▶ _Письменное задание A_
Переведите на английский предложение «В 1921 году Уэллс побывал в Вашингтоне.» из текста об Уэллсе и Честертоне.

▶ _Текст для чтения_
Легальный заговор
Легальный заговор
1
В 1921 году Уэллс побывал в Вашингтоне.
Конференция называлась «Спасение цивилизации».
«Я не стал бы утруждать себя приездом в Вашингтон, — писал Уэллс, — и не стал бы интересоваться всеми этими мирными договорами, если бы они понадобилось только ради заключения формального мира — плоского и бессодержательного». Конечно, Уэллс искал признаки того, что мир все-таки умнеет, что мир развивается, что давняя его мечта о едином Мировом государстве рано или поздно будет реализована. «Для меня война теперь — не трагическая необходимость, а кровавая бойня. И о своей Европе я думаю не как мелкий слизняк, в чей мир вторглись гигантские злые силы, а как человек, в чей цветущий сад ворвались свиньи. Бывает пацифизм от любви, бывает от жалости, бывает от коммерческого расчета; но иногда источником пацифизма оказывается голое презрение. Мир, в котором мы живем, нельзя назвать обреченным, да и подбирать для него другое такое же благородно-трагическое определение не стоит; это просто мир, самым дурацким образом испакощенный».
На признания Уэллса откликнулся Гилберт Кит Честертон.
«Миссию союзных держав сейчас критикуют те, кто когда-то оценивал ее неоправданно высоко. Возьмем такого талантливого и мечущегося писателя, как Герберт Уэллс. Сперва он провозгласил, что эта война покончит наконец со всеми войнами, а потом словами своего героя («Мир Вильяма Клиссольда». — Г. П.) сравнил ту же самую войну с палящим лесным пожаром, от которого не следует ждать особого толка. А толк есть — ровно тот, который должен был выйти. Сказать солдату, защищающему свою страну, что он скоро покончит с войнами, так же глупо, как сказать рабочему, уставшему от работы, что он скоро покончит со всеми работами или вообще со всеми трудностями. Никто никому не обещал раз навсегда покончить с трудностями. Просто понадобилось вынести тяжелые вещи, чтобы не стало еще хуже. Мистера Брауна пытались ограбить, но мистеру Брауну удалось сохранить жизнь и вещи. Вряд ли кто скажет: «В конце концов, что дала мистеру Брауну эта драка в саду? Тот же самый мистер Браун, с той же внешностью, в тех же брюках, и все так же ворчит за столом и рассказывает анекдоты». Да, конечно, отогнав воров, мистер Браун не превратился в греческого бога. Но он воспользовался правом защитить себя — вот такого, какой он есть, с его ворчанием и анекдотами. А вот очистить мир, перестреляв всех возможных взломщиков, он права не имел…»
2
Кто-то из литературных критиков заметил, что самой занимательной вещью в творчестве Уэллса был и остается его интеллект. Большинство героев его являются не столько образами, сколько голосами, разъясняющими идеи автора. Это особенно заметно в упоминавшемся выше романе «Мир Вильяма Клиссольда» («The World of William Clissold»), изданном в 1926 году. Герой его — ученый и предприниматель. Да и кто другой может построить единое будущее? Люди от станка? Нет, пролетариат никогда не интересовал Уэллса, он вообще считал этот класс вымирающим. Крестьяне? Об этом не думают даже крайние консерваторы. Построить единое Мировое государство может только человек науки и капитала!

Сохранённые записи
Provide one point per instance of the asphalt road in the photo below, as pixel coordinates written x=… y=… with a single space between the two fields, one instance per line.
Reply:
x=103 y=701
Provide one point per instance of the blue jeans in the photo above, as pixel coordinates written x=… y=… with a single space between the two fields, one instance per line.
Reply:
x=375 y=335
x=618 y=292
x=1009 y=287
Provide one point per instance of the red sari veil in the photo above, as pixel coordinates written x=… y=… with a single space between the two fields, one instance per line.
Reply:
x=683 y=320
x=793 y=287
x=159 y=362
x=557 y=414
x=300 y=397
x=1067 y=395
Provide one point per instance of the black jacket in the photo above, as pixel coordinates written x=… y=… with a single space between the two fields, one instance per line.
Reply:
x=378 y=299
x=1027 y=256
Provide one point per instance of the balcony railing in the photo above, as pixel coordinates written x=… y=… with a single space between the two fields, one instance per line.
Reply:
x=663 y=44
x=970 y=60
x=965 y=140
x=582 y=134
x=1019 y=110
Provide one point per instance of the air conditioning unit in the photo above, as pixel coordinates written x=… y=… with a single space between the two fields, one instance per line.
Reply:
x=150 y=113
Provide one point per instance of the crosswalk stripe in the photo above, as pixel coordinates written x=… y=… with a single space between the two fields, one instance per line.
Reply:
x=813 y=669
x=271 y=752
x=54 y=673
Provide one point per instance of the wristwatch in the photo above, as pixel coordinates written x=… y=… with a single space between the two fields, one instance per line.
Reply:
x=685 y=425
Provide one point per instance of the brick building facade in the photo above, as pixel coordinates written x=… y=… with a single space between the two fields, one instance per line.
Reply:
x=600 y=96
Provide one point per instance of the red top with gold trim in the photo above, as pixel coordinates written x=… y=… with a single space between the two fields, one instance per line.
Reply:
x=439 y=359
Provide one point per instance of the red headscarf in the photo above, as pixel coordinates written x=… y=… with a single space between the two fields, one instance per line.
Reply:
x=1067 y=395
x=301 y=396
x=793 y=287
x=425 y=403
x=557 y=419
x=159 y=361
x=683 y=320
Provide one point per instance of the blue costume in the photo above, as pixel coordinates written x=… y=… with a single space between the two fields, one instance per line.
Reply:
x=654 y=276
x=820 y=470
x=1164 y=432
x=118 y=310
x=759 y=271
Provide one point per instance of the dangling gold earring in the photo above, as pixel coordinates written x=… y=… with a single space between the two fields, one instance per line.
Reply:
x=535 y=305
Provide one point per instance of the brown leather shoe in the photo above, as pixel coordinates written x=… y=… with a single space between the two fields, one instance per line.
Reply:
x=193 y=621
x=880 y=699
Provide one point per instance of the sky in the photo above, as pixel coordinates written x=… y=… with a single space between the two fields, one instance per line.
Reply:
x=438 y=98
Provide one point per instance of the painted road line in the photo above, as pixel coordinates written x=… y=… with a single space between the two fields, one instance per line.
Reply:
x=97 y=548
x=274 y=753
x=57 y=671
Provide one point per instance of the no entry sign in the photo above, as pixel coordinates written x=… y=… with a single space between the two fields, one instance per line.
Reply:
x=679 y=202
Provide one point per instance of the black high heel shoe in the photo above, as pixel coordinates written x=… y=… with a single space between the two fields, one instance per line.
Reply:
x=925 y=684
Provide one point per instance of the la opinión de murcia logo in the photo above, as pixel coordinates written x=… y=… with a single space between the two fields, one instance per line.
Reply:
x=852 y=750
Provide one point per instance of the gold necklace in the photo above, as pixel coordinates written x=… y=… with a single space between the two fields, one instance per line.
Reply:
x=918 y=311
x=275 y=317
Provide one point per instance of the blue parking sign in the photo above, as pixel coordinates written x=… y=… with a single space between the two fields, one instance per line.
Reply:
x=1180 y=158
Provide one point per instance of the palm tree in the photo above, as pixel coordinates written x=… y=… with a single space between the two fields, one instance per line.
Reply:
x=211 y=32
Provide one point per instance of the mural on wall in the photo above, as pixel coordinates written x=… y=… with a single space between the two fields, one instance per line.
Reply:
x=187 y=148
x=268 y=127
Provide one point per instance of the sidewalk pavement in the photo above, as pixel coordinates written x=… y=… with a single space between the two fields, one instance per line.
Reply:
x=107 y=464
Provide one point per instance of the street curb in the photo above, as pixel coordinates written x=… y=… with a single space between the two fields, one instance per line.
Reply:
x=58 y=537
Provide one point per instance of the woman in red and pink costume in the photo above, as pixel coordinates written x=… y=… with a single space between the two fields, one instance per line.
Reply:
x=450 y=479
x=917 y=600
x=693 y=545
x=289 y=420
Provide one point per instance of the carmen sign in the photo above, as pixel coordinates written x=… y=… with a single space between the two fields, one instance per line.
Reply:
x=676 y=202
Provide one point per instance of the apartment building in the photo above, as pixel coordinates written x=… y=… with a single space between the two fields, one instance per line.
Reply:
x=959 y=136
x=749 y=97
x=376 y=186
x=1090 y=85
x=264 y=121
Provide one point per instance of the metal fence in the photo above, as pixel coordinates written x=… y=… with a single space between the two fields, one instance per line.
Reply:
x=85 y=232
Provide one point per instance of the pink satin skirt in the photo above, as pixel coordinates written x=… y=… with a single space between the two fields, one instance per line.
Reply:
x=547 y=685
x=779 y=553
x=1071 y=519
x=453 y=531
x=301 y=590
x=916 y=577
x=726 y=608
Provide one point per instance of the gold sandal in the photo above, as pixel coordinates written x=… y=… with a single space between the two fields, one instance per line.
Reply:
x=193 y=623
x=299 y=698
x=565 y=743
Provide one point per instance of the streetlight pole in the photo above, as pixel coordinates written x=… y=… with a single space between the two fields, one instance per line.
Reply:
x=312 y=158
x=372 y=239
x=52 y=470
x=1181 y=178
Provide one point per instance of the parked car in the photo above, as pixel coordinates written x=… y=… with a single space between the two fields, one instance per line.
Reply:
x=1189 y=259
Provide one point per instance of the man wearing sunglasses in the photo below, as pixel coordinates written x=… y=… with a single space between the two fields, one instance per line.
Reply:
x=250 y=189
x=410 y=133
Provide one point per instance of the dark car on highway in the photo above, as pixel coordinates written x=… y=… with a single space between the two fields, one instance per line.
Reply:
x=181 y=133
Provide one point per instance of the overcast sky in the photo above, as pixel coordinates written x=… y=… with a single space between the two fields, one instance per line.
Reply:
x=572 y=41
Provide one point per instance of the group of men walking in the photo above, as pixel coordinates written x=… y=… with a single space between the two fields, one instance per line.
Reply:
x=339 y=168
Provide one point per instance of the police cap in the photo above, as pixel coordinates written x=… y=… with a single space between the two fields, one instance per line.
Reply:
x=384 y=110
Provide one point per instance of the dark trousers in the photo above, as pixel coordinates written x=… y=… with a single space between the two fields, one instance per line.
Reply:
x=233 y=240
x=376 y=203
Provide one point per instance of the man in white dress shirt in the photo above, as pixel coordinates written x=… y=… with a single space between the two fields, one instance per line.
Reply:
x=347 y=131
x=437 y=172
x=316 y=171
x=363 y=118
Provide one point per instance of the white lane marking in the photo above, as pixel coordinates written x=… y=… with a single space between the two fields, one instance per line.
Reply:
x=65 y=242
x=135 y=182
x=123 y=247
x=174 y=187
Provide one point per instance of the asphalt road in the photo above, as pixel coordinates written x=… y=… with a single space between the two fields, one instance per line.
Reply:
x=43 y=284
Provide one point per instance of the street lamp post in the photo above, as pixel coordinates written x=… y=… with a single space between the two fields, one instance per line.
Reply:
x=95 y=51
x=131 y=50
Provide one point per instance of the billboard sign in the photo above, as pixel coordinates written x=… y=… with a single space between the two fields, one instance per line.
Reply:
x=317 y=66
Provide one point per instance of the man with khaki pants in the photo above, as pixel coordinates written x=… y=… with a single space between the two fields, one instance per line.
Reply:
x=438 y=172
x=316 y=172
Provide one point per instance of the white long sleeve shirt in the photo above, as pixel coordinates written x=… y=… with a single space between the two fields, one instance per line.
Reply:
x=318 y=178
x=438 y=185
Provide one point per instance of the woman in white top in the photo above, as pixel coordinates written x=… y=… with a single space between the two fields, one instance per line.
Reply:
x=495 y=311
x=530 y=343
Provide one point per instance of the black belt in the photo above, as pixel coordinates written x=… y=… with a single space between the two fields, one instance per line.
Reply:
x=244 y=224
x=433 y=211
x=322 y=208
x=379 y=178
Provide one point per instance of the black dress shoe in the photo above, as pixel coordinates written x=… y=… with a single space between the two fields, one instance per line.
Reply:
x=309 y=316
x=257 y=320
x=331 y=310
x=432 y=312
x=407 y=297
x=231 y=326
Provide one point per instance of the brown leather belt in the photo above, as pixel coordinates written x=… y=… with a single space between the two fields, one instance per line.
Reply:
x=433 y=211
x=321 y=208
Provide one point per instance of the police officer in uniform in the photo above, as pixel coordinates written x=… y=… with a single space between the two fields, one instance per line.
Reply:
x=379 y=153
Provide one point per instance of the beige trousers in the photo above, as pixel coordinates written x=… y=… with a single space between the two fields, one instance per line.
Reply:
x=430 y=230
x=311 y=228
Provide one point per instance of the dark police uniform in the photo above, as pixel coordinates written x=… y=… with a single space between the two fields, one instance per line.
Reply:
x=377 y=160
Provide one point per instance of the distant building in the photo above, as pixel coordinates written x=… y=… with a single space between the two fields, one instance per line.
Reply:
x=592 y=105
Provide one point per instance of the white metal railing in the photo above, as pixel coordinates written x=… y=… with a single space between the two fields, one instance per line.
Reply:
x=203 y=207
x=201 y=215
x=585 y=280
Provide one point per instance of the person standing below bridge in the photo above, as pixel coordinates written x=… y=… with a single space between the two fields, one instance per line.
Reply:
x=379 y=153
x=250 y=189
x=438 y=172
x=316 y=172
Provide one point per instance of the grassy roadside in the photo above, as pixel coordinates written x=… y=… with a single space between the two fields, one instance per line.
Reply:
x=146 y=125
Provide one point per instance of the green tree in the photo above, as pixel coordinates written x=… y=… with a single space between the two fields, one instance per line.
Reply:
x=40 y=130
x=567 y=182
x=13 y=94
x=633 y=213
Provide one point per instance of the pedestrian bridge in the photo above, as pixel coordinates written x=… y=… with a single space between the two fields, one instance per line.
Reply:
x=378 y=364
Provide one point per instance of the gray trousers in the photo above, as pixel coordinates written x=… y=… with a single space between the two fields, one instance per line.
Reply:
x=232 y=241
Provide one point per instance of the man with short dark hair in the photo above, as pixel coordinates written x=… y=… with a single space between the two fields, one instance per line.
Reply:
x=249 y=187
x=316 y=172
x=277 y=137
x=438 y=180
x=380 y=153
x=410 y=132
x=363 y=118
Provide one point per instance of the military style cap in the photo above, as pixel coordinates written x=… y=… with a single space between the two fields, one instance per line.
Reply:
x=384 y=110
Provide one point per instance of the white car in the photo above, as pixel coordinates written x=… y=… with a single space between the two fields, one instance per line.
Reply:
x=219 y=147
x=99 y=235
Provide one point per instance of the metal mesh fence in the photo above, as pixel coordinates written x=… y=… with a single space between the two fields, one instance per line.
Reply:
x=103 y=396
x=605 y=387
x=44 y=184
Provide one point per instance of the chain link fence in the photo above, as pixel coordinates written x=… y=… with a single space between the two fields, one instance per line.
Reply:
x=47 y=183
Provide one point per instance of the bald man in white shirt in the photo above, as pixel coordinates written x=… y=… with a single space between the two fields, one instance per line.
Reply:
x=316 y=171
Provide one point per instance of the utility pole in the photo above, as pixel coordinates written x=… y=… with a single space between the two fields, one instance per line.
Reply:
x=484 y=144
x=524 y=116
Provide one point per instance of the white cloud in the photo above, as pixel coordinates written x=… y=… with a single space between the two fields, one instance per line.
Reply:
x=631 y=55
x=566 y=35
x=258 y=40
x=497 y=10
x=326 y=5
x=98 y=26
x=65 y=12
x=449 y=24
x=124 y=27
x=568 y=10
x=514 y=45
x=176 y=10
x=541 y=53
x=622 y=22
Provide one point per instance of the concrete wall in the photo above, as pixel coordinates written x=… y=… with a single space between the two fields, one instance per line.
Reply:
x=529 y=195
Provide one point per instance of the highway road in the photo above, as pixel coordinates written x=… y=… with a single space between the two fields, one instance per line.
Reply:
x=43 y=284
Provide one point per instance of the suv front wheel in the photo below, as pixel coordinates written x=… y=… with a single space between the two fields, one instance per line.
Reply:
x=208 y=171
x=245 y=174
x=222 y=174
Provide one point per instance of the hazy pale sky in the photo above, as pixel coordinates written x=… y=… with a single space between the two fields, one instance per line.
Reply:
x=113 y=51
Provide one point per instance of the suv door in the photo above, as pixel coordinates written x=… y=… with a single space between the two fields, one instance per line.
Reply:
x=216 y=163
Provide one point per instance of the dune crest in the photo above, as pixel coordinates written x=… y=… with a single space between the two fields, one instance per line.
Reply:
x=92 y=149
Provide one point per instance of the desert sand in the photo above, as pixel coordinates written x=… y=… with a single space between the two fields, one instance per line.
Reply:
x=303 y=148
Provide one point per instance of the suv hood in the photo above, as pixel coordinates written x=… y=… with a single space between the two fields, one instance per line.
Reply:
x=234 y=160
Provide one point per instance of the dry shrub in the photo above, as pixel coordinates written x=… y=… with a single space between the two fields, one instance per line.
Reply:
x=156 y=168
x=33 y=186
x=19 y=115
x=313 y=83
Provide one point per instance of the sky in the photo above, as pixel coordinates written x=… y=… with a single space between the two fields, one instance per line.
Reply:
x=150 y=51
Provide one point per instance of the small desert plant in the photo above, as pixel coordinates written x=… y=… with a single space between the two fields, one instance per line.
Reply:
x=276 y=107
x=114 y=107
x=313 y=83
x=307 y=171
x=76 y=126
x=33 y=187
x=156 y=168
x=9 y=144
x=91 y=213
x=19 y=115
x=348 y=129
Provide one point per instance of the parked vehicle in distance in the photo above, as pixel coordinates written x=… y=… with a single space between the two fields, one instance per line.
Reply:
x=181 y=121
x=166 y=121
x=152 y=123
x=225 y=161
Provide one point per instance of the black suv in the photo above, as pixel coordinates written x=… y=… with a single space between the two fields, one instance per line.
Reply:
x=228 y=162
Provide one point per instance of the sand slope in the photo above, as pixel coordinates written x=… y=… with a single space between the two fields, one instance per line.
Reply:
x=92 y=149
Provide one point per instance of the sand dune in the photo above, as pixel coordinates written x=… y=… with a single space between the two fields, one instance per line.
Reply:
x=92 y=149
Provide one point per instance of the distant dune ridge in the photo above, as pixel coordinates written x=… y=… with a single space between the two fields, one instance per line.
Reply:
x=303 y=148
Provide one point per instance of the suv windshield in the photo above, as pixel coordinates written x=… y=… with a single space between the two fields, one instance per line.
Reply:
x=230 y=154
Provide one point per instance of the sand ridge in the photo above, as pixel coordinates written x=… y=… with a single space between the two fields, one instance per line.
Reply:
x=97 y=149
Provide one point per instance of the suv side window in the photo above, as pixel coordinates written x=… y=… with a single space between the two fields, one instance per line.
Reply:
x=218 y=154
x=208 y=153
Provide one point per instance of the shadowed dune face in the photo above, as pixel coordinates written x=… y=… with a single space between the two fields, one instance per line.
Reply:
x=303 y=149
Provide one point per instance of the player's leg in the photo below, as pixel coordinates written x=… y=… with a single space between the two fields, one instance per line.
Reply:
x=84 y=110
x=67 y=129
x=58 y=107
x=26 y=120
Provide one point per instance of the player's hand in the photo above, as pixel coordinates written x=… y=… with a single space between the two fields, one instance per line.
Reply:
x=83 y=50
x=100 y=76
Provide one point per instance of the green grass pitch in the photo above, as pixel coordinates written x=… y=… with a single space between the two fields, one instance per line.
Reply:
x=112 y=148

▶ _Письменное задание B_
Выпишите из перечня без изменений отрезок от строки, содержащей «Provide one point per instance of the small», до строки, содержащей «x=303 y=149», включая обе.

▶ _Ожидаемый ответ A_
In 1921, Wells visited Washington.

▶ _Ожидаемый ответ B_
Provide one point per instance of the small desert plant in the photo above, as pixel coordinates written x=… y=… with a single space between the two fields, one instance per line.
Reply:
x=276 y=107
x=114 y=107
x=313 y=83
x=307 y=171
x=76 y=126
x=33 y=187
x=156 y=168
x=9 y=144
x=91 y=213
x=19 y=115
x=348 y=129
Provide one point per instance of the parked vehicle in distance in the photo above, as pixel coordinates written x=… y=… with a single space between the two fields, one instance per line.
Reply:
x=181 y=121
x=166 y=121
x=152 y=123
x=225 y=161
Provide one point per instance of the black suv in the photo above, as pixel coordinates written x=… y=… with a single space between the two fields, one instance per line.
Reply:
x=228 y=162
Provide one point per instance of the sand slope in the photo above, as pixel coordinates written x=… y=… with a single space between the two fields, one instance per line.
Reply:
x=92 y=149
Provide one point per instance of the sand dune in the photo above, as pixel coordinates written x=… y=… with a single space between the two fields, one instance per line.
Reply:
x=92 y=149
Provide one point per instance of the distant dune ridge in the photo above, as pixel coordinates written x=… y=… with a single space between the two fields, one instance per line.
Reply:
x=303 y=148
Provide one point per instance of the suv windshield in the photo above, as pixel coordinates written x=… y=… with a single space between the two fields, one instance per line.
Reply:
x=230 y=154
Provide one point per instance of the sand ridge in the photo above, as pixel coordinates written x=… y=… with a single space between the two fields, one instance per line.
Reply:
x=97 y=149
Provide one point per instance of the suv side window in the photo above, as pixel coordinates written x=… y=… with a single space between the two fields, one instance per line.
Reply:
x=218 y=154
x=208 y=153
Provide one point per instance of the shadowed dune face in the photo above, as pixel coordinates written x=… y=… with a single space between the two fields, one instance per line.
Reply:
x=303 y=149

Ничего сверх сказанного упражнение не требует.